* **Qué debes hacer**
1. Transcribe del texto sobre el acoso escolar todo lo que va desde "En suma, reconocer" hasta "tarea de todos.".
2. Expresa como una lista JSON de cadenas, una por cada línea y sin las líneas en blanco, solo la parte de los registros que va desde la línea que contiene "mask of: concrete slab base" hasta la que contiene "[[[61,74],[0,60],[0,292],[61,286]]]", ambas incluidas.

Este último punto es particularmente relevante. Con frecuencia se pretende abordar el acoso escolar exclusivamente desde enfoques psicológicos o pedagógicos, los cuales son necesarios pero insuficientes. Es imprescindible reconocer que se trata también de un fenómeno jurídico, estrechamente vinculado a la obligación del Estado, las instituciones educativas y los adultos responsables de garantizar el interés superior de las infancias y adolescencias.
La prevención, protección y atención del acoso escolar requieren un marco normativo claro y su aplicación efectiva. Solo así será posible modificar la percepción y las prácticas en torno a estas conductas. Tal como ocurre en otros ámbitos de la vida social —por ejemplo, el cumplimiento de las normas de tránsito ante la certeza de una sanción—, debe establecerse la convicción de que las conductas de acoso escolar generan consecuencias legales y educativas. No se trata de implementar medidas punitivas o sancionadoras en sentido estricto, sino de diseñar estrategias que permitan la modificación de las conductas mediante la educación en derechos humanos, la convivencia pacífica y la responsabilidad social.
En suma, reconocer la naturaleza jurídica del acoso escolar y asumirlo como un asunto de protección integral de las niñas, niños y adolescentes permitirá transitar de los discursos a las acciones. Esto exige el compromiso activo de docentes, padres de familia, autoridades educativas y la sociedad en su conjunto para garantizar entornos seguros y libres de violencia. Hablemos de un sistema claro, preciso y de conocimiento público en protección a las niñas, niños y adolescentes, es tarea de todos.

* **Registros en bruto**

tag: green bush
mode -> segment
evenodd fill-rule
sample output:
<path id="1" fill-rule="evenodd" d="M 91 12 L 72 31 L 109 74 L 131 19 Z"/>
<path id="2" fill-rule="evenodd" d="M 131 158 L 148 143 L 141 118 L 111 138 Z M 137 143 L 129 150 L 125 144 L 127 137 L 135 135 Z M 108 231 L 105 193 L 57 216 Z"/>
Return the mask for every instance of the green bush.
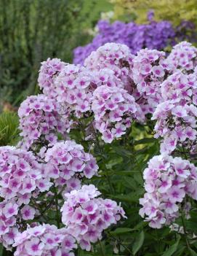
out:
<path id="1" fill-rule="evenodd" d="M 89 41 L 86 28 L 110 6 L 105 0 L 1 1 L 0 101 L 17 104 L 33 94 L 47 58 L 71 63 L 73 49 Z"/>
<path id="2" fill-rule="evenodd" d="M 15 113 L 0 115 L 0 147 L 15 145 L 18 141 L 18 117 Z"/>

...

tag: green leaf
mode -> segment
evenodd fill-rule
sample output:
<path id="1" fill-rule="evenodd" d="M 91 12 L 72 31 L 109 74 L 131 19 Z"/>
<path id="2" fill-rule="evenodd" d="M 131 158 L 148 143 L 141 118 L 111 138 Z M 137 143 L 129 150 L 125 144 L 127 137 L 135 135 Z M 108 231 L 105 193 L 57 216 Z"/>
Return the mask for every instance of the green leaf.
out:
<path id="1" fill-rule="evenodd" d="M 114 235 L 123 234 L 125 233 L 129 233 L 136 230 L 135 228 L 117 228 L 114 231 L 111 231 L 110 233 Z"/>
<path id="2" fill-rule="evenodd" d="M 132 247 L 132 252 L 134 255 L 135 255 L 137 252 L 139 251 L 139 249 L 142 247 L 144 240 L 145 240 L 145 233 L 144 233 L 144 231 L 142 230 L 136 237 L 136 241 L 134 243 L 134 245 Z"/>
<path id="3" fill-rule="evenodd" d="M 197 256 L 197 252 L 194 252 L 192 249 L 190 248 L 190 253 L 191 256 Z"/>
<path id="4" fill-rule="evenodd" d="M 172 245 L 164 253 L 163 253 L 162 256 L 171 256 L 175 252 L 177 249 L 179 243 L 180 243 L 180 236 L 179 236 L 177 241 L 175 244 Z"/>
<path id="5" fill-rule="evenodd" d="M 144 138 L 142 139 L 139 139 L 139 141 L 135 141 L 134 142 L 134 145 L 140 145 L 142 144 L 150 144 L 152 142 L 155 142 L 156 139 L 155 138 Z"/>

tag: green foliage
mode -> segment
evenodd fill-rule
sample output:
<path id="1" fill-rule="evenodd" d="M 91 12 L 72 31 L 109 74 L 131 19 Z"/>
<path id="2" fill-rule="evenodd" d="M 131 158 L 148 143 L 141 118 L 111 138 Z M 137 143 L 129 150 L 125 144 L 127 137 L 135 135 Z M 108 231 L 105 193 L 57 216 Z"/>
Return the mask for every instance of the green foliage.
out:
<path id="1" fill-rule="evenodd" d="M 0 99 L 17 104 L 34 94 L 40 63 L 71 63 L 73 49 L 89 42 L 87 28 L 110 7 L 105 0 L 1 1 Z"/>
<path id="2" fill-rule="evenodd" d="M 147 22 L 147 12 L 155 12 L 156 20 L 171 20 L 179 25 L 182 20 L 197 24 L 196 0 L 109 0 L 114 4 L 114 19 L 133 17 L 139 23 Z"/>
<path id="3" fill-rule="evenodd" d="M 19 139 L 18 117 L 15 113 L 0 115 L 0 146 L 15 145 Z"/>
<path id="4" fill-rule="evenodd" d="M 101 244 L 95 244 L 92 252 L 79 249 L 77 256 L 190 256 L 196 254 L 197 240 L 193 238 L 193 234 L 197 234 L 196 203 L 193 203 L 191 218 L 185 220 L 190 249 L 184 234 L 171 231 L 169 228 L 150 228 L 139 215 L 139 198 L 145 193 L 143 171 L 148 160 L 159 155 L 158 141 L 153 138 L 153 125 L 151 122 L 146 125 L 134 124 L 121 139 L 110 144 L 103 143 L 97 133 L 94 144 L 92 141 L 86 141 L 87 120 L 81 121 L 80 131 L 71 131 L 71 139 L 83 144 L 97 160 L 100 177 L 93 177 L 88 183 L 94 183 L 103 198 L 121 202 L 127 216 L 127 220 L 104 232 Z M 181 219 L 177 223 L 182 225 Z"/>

--

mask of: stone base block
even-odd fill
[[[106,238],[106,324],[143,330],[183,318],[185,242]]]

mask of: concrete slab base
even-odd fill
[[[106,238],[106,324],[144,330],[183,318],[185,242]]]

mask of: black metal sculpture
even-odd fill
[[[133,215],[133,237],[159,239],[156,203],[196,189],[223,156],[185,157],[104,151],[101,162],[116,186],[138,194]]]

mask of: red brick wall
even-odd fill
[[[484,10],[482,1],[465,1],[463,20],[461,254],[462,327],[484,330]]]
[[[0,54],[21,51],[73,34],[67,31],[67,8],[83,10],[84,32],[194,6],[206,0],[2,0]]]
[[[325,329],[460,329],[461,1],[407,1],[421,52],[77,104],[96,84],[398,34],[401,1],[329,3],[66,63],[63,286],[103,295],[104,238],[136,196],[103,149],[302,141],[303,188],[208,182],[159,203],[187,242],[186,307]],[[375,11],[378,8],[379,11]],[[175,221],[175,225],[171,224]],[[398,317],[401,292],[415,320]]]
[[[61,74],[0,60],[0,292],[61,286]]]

* **Respuestas correctas**
1.
En suma, reconocer la naturaleza jurídica del acoso escolar y asumirlo como un asunto de protección integral de las niñas, niños y adolescentes permitirá transitar de los discursos a las acciones. Esto exige el compromiso activo de docentes, padres de familia, autoridades educativas y la sociedad en su conjunto para garantizar entornos seguros y libres de violencia. Hablemos de un sistema claro, preciso y de conocimiento público en protección a las niñas, niños y adolescentes, es tarea de todos.

2.
[
  "mask of: concrete slab base",
  "even-odd fill",
  "[[[106,238],[106,324],[144,330],[183,318],[185,242]]]",
  "mask of: black metal sculpture",
  "even-odd fill",
  "[[[133,215],[133,237],[159,239],[156,203],[196,189],[223,156],[185,157],[104,151],[101,162],[116,186],[138,194]]]",
  "mask of: red brick wall",
  "even-odd fill",
  "[[[484,10],[482,1],[465,1],[463,20],[461,254],[462,327],[484,330]]]",
  "[[[0,54],[21,51],[73,34],[67,31],[67,8],[83,10],[84,32],[194,6],[206,0],[2,0]]]",
  "[[[325,329],[460,329],[461,1],[407,1],[421,52],[77,104],[96,84],[398,34],[401,1],[329,3],[66,63],[63,286],[103,295],[104,238],[136,196],[103,149],[302,141],[303,188],[208,182],[159,203],[187,242],[186,307]],[[375,11],[378,8],[379,11]],[[175,221],[175,225],[171,224]],[[398,317],[401,292],[415,320]]]",
  "[[[61,74],[0,60],[0,292],[61,286]]]"
]